#### Passage du texte

+ + +

Je voulais voir Les Enfants de Saturne, Yves-Noël m'en dissuade en m'envoyant un article de Rue89.com, éreintage en règle, du "verbe" au "verbiage", Py "pisseur de copie" écrirait des textes sans ratures dont la longueur serait inversement proportionnelle au temps de rédaction. Le pire, Py serait devenu le "poète officiel de la République". J'irai peut-être quand même, comme hier soir à Théâtre Ouvert, je m'attendais au pire et j'ai vu le pire, Fabrizio aussi, consterné, long monologue d'une jeune fille, une heure trente sans espace, sans pause, sans liberté, métaphores servies comme une sauce trop grasse, musique illustrative, abondante, envahissante... J'y allais parce que l'auteur est un de mes anciens profs de fac, dont j'ai essayé de lire un roman érudit il y a quelques années.

Je relis Le Problème des musées de Valéry en pensant aux balades muséales d'Yves-Noël, qui a passé plus de quatre heures hier au Louvre: "Je me sens devenir affreusement sincère. Quelle fatigue, me dis-je, quelle barbarie! Tout ceci est inhumain. Tout ceci n’est point pur. C’est un paradoxe que ce rapprochement de merveilles indépendantes mais adverses, et même qui sont le plus ennemies l’une de l’autre, quand elles se ressemblent le plus." Je retrouve les expressions qui m'avaient frappé il y a quelques années, "horreur sacrée", "Ce tableau, dit-on quelquefois, TUE tous les autres autour de lui...", et, je ne m'en souvenais pas: "En matière d’art, l’érudition est une sorte de défaite : elle éclaire ce qui n’est point le plus délicat, elle approfondit ce qui n’est point essentiel. Elle substitue ses hypothèses à la sensation, sa mémoire prodigieuse à la présence de la merveille; et elle annexe au musée immense une bibliothèque illimitée. Vénus changée en document."

Il y aussi cette exposition, "Rivalités à Venise", on ne voit que ça ces jours-ci dans le métro, Vénus au miroir, chair étalée le long des quais, domine absurdement les passants et vous observe, spectateur impudique, dans son miroir, un oeil réfléchi vous fixe et ne vous quitte plus - elle est là, l'impudeur... et que dirait Valéry, qui n'a pas connu les exposiitons incontournables sur les panneaux publicitaires?

+ + +

#### Segment de données
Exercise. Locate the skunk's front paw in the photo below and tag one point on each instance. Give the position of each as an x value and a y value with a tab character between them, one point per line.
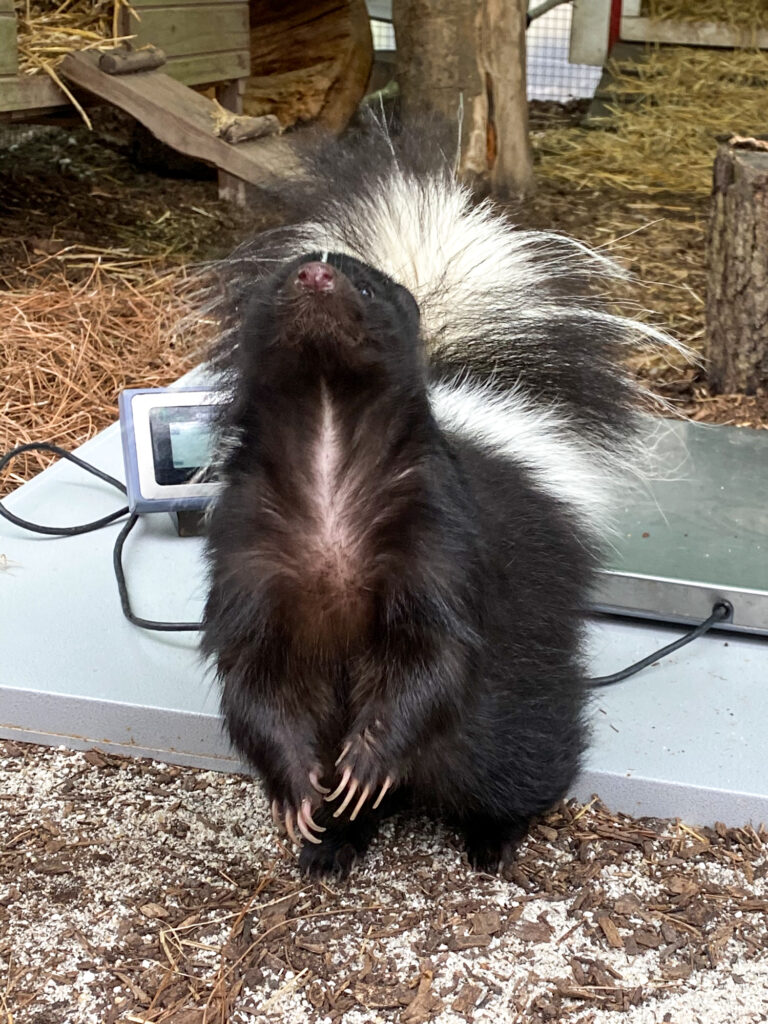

+ + +

#### Consigne
Condensez sous forme de liste le paragraphe du passage qui commence par « Je voulais voir Les Enfants de Saturne », en gardant ses faits principaux. Les données forment un matériau à part.

#### Réponse rédigée
- Je voulais voir Les Enfants de Saturne, mais Yves-Noël m'en dissuade en m'envoyant un article très sévère de Rue89.com.
- Selon cet article, Py écrirait sans ratures des textes d'autant plus longs qu'ils sont vite rédigés, et serait devenu le « poète officiel de la République ».
- J'irai peut-être quand même.
- Hier soir, à Théâtre Ouvert, je m'attendais au pire et je l'ai vu, tout comme Fabrizio, consterné.
- Le spectacle était le long monologue d'une jeune fille, une heure trente sans pause, avec des métaphores trop lourdes et une musique illustrative et envahissante.
- J'y suis allé parce que l'auteur est un de mes anciens profs de fac, dont j'avais essayé de lire un roman érudit quelques années plus tôt.